▸ **Exercise requirements**: State how many lines in the entries below contain the word "foliage". Give only the number.

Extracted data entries

──────────────────────────────

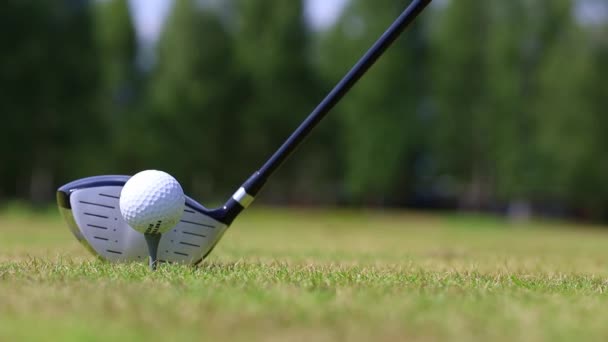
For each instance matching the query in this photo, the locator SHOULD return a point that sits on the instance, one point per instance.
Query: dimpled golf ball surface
(152, 202)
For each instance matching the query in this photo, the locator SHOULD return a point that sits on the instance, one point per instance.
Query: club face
(91, 209)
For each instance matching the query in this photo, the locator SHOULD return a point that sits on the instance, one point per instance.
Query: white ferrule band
(243, 197)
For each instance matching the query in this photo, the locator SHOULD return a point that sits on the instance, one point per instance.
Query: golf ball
(152, 202)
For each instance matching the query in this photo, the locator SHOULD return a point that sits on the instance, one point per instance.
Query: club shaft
(362, 66)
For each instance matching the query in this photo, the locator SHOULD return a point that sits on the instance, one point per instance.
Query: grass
(316, 275)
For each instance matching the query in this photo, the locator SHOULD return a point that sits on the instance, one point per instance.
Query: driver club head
(90, 206)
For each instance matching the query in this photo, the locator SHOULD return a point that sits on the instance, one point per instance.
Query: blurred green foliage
(480, 105)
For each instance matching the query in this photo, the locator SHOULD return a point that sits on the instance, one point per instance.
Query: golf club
(91, 205)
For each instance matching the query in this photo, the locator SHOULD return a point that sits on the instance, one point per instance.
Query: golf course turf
(315, 275)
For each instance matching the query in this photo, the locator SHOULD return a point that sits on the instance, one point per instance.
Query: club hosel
(247, 192)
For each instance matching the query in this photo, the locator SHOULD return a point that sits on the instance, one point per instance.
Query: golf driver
(91, 205)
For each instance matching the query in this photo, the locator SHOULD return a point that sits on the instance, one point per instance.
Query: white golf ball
(152, 202)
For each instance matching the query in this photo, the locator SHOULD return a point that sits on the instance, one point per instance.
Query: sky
(149, 15)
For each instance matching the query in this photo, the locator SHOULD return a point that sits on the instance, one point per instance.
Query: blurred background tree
(487, 105)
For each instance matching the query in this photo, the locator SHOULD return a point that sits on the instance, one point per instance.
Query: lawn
(316, 275)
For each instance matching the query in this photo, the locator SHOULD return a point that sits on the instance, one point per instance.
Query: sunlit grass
(316, 275)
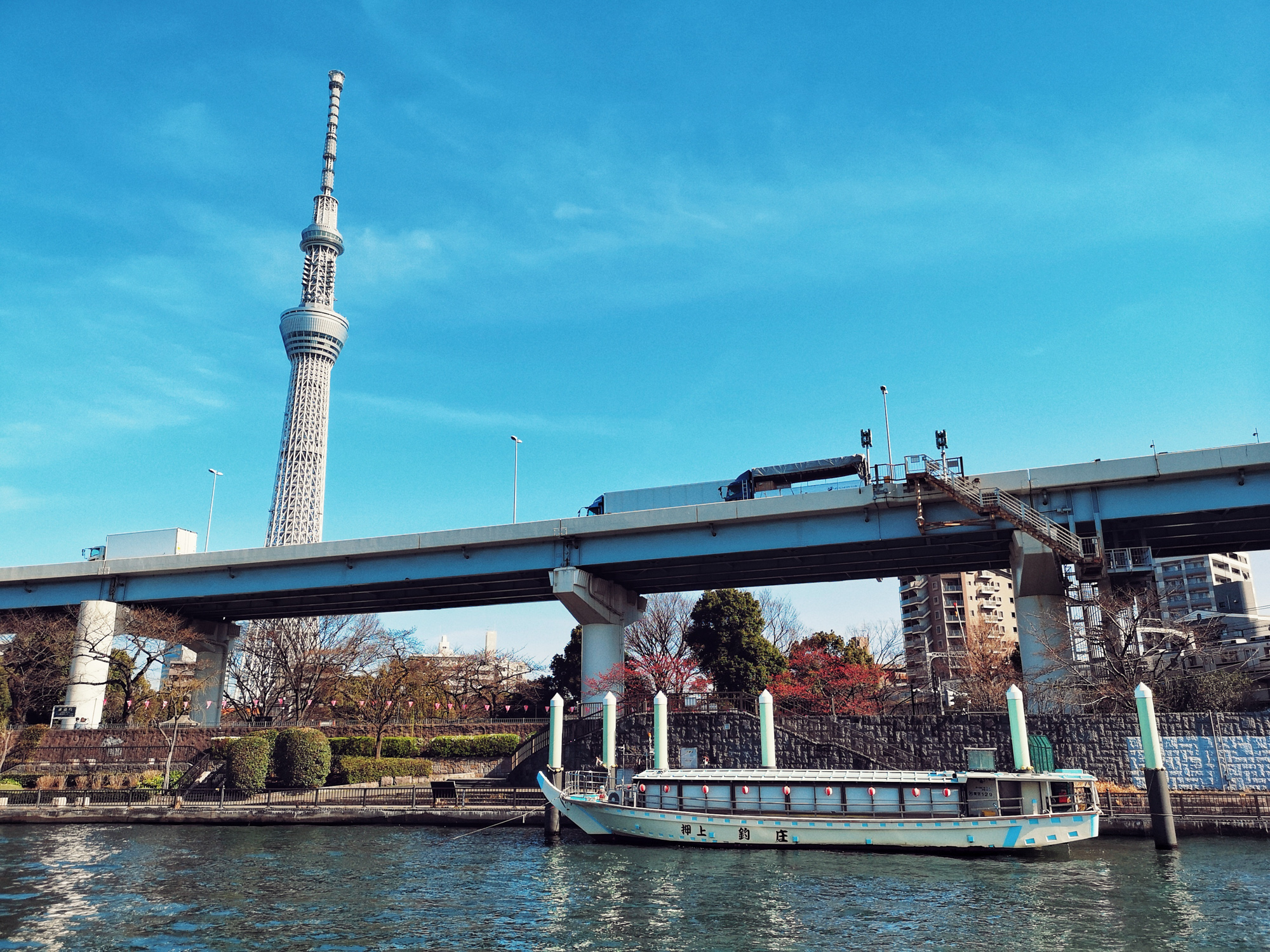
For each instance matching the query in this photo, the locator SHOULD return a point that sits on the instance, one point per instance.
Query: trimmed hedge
(220, 748)
(474, 746)
(365, 747)
(27, 743)
(302, 758)
(368, 770)
(248, 765)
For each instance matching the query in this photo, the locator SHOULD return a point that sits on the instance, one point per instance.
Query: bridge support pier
(604, 610)
(1041, 606)
(91, 664)
(213, 644)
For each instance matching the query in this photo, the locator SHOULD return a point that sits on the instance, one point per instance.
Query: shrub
(153, 780)
(302, 758)
(474, 746)
(365, 747)
(220, 748)
(248, 765)
(27, 743)
(368, 770)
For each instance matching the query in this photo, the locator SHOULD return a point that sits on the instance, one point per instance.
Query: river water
(396, 888)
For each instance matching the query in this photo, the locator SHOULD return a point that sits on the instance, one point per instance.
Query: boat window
(947, 802)
(981, 794)
(773, 799)
(829, 800)
(1012, 798)
(918, 800)
(803, 800)
(883, 800)
(693, 797)
(749, 802)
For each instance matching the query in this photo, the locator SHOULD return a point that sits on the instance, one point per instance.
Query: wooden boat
(976, 810)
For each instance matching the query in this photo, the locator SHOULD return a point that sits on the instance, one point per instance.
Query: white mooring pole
(766, 731)
(609, 753)
(1018, 729)
(1155, 774)
(661, 762)
(556, 765)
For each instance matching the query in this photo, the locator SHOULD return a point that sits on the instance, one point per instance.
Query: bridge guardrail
(454, 795)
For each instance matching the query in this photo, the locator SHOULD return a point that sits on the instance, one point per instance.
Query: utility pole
(516, 473)
(208, 539)
(886, 416)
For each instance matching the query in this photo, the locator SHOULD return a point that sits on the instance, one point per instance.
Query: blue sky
(658, 244)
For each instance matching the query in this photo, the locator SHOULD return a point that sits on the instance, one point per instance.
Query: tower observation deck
(314, 336)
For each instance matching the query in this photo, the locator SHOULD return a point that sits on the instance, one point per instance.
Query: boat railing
(585, 781)
(631, 797)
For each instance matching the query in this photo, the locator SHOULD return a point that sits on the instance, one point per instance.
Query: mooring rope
(472, 833)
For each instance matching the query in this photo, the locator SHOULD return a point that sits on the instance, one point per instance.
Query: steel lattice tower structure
(314, 336)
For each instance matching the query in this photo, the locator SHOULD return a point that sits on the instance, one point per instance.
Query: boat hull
(792, 832)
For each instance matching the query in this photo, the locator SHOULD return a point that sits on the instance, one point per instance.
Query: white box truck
(139, 545)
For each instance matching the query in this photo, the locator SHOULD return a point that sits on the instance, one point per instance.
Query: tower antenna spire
(328, 157)
(313, 334)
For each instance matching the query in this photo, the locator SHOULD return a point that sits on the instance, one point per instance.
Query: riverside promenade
(438, 805)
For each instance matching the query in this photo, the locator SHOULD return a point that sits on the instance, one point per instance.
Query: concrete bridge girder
(604, 610)
(100, 621)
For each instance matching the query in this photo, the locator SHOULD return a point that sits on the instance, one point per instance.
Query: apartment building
(1188, 585)
(935, 611)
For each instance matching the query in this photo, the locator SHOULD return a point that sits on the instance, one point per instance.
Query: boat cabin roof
(761, 777)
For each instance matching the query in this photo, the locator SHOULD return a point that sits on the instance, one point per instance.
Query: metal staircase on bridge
(994, 503)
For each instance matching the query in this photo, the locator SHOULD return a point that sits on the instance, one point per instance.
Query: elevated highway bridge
(1174, 505)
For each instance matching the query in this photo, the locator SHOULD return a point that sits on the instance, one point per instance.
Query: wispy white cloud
(476, 420)
(13, 499)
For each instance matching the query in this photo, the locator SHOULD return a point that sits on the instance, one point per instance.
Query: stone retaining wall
(1202, 751)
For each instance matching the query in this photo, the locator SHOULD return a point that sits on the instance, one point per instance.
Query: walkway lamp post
(208, 539)
(886, 417)
(516, 473)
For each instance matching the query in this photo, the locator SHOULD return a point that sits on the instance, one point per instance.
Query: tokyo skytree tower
(313, 334)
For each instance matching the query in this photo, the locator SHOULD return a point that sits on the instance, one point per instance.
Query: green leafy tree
(248, 764)
(302, 757)
(727, 638)
(567, 670)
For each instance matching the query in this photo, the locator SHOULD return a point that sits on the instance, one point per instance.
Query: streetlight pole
(208, 539)
(886, 416)
(516, 473)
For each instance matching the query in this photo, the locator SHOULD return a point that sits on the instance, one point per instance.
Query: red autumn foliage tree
(821, 682)
(643, 677)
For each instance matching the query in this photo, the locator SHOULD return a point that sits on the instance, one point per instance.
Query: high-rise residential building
(1187, 585)
(314, 336)
(937, 611)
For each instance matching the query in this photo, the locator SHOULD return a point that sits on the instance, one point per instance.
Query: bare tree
(37, 659)
(379, 690)
(284, 667)
(1111, 640)
(485, 678)
(660, 633)
(986, 668)
(782, 625)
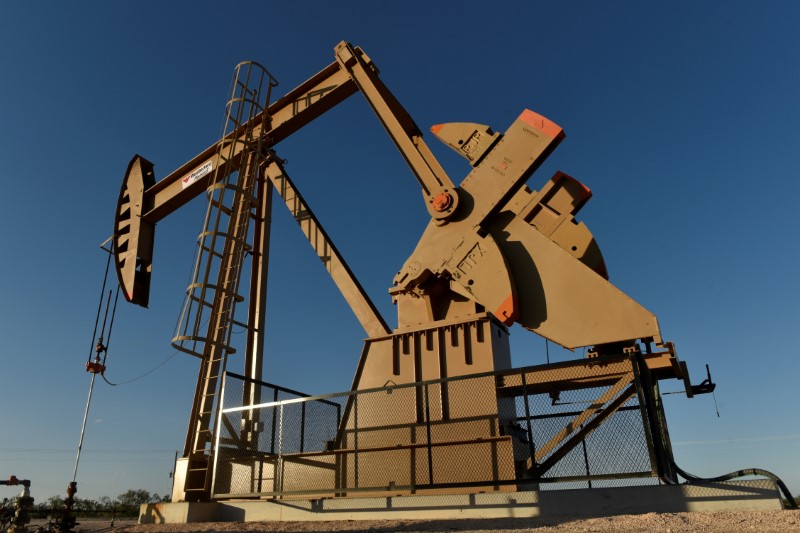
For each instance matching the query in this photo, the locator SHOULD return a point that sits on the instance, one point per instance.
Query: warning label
(198, 173)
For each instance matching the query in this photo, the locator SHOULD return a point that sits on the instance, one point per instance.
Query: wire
(162, 363)
(99, 308)
(740, 473)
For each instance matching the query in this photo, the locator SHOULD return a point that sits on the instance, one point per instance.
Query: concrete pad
(725, 496)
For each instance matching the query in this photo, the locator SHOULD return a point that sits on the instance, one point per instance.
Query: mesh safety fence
(532, 428)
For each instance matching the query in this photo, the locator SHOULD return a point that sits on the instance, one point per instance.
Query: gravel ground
(727, 522)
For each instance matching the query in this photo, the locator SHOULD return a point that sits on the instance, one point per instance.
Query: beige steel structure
(495, 253)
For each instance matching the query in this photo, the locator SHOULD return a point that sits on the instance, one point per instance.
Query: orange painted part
(442, 201)
(548, 127)
(587, 192)
(507, 312)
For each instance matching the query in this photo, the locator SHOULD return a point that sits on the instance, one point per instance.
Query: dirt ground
(727, 522)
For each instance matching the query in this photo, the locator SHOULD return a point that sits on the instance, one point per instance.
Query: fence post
(428, 430)
(355, 440)
(531, 447)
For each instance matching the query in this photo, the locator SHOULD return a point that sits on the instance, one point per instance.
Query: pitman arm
(520, 254)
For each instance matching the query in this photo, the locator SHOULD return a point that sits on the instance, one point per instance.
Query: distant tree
(133, 498)
(53, 502)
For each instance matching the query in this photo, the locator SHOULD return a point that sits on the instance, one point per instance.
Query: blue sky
(681, 117)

──────────────────────────────

▸ **Result of the exercise**: 2